WHAT IS BEING ASKED
Rewrite the records below, swapping every "camera feed" for "video stream" and leaving all other text unchanged.
━━━━
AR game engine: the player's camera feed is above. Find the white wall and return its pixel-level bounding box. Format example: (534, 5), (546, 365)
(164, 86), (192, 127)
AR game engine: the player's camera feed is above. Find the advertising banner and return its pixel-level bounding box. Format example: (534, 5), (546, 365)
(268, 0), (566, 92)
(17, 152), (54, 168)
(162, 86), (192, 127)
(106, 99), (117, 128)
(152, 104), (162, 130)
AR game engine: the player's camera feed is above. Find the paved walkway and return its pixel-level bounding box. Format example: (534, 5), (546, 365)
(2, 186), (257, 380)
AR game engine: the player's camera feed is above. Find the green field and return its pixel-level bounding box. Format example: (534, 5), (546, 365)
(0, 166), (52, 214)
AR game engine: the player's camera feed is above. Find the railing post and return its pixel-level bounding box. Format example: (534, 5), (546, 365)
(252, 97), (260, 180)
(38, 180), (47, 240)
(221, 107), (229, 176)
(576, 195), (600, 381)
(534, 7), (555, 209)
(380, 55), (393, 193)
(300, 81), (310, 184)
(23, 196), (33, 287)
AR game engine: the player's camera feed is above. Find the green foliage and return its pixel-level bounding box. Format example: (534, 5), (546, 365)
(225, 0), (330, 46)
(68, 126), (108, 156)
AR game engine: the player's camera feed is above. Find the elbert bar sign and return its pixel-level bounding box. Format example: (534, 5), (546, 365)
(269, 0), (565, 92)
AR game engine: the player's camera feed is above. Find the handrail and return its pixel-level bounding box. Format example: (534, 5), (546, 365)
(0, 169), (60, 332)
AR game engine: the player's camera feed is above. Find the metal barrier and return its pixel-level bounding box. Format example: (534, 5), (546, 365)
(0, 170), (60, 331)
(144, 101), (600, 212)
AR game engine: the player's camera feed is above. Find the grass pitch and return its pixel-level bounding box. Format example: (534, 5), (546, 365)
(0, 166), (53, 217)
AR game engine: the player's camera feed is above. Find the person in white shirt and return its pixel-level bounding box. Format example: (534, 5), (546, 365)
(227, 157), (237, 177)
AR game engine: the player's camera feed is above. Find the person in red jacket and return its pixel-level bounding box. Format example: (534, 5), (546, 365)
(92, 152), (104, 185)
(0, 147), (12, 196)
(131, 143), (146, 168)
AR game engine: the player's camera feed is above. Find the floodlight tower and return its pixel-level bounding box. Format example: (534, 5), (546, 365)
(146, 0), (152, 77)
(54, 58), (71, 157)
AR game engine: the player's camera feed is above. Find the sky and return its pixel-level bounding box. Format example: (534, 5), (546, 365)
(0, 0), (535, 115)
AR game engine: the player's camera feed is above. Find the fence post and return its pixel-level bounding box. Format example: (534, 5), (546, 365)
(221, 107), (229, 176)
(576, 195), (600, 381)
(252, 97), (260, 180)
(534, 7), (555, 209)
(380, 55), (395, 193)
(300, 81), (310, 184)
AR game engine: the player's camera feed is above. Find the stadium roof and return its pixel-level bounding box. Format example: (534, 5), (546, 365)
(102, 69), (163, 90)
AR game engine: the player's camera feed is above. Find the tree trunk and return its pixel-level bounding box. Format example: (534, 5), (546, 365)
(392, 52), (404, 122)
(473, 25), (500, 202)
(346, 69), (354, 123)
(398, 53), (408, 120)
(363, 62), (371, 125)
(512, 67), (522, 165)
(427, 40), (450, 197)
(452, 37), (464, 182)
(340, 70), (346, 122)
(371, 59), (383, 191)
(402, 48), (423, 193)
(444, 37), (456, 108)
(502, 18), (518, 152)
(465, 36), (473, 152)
━━━━
ANSWER BELOW
AR game engine: the player's video stream is above. Find the white wall and return its pixel-level bounding box. Format example: (534, 5), (546, 365)
(164, 86), (192, 127)
AR game engine: the player's video stream is above. Find the advertising banner and return its pixel-level bounding box. Format example: (534, 5), (546, 365)
(268, 0), (566, 92)
(17, 152), (54, 168)
(162, 86), (192, 127)
(106, 99), (117, 128)
(152, 104), (162, 130)
AR game engine: the player's video stream is above. Find the paved walkway and return its pixel-level bounding box. Format example: (534, 5), (546, 365)
(2, 186), (257, 380)
AR game engine: the player's video stream is above. Find the green field and return its pixel-level bounding box. Format example: (534, 5), (546, 365)
(0, 166), (52, 214)
AR game engine: the player's video stream is above. Find the railing post and return its pixel-level bounding box. Format example: (534, 5), (546, 365)
(252, 97), (260, 180)
(38, 180), (47, 240)
(221, 107), (229, 176)
(576, 195), (600, 381)
(534, 7), (555, 209)
(380, 55), (393, 193)
(300, 81), (310, 184)
(23, 196), (33, 287)
AR game engine: the player's video stream is above. Find the green foliage and return its pixel-level bounding box. Format example: (534, 5), (546, 365)
(225, 0), (330, 46)
(68, 126), (108, 156)
AR game engine: the player's video stream is above. Find the elbert bar sign and return its pixel-level bounding box. Format example: (534, 5), (546, 365)
(269, 0), (565, 92)
AR game engine: the player's video stream is above. Find the handrail and return its pixel-level bounding box. Format example: (534, 5), (546, 365)
(0, 169), (60, 332)
AR game engine: the player's video stream is above. Find the metal barrier and return its pixel-level bounding box. Format example: (534, 5), (546, 365)
(0, 170), (60, 331)
(144, 101), (600, 212)
AR game engine: the player's video stream is above. Find the grass pitch and return its pixel-level bounding box. Format example: (534, 5), (546, 365)
(0, 166), (53, 217)
AR game engine: the player's video stream is above. Find the person in white shirt and return its pixel-level bounding box. Format example: (534, 5), (546, 365)
(227, 157), (237, 177)
AR game engine: the player's video stream is above. Find the person in red jacket and return its pixel-level bounding box. Format example: (534, 5), (546, 365)
(92, 152), (104, 185)
(0, 147), (12, 196)
(131, 143), (146, 168)
AR game engine: the player's video stream is above. Find the floodlight tower and return its pixel-level bounding box. Format example: (534, 5), (546, 365)
(146, 0), (152, 77)
(54, 58), (71, 157)
AR game engine: the player's video stream is above. Find the sky and return its pixel-level bounding box. Format example: (534, 5), (546, 365)
(0, 0), (535, 115)
AR game engine: the player's video stream is above. Find the fence post and return its pixel-level bounding box. Format example: (534, 5), (546, 365)
(221, 107), (229, 176)
(576, 195), (600, 381)
(252, 97), (260, 180)
(534, 7), (555, 209)
(380, 55), (395, 193)
(300, 81), (310, 184)
AR game engine: the player's video stream is above. Find the stadium roof and return its pixel-level bounding box. Format example: (534, 5), (546, 365)
(102, 69), (163, 90)
AR game engine: the player's video stream is above. Find the tree trunk and return its pixel-level bounding box. Format example: (534, 5), (546, 365)
(392, 52), (404, 122)
(473, 25), (500, 202)
(346, 69), (354, 123)
(398, 53), (408, 120)
(363, 62), (371, 125)
(512, 67), (522, 165)
(427, 40), (450, 197)
(452, 37), (464, 182)
(340, 70), (346, 122)
(371, 59), (383, 191)
(402, 48), (423, 193)
(444, 37), (456, 108)
(502, 18), (518, 152)
(465, 36), (473, 152)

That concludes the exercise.